▶ [Work required] Restate word for word the line containing "Q: Point to" and each line that follows it, through the last line below, and nothing else.

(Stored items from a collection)
__________________________________________________

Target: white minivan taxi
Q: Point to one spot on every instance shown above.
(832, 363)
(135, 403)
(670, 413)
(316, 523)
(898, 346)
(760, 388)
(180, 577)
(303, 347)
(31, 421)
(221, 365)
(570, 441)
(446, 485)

__________________________________________________

▶ [Written response]
Q: Point to one spot on every instance shown above.
(832, 363)
(135, 403)
(670, 413)
(316, 523)
(898, 346)
(760, 388)
(180, 577)
(303, 347)
(31, 421)
(221, 365)
(570, 441)
(446, 485)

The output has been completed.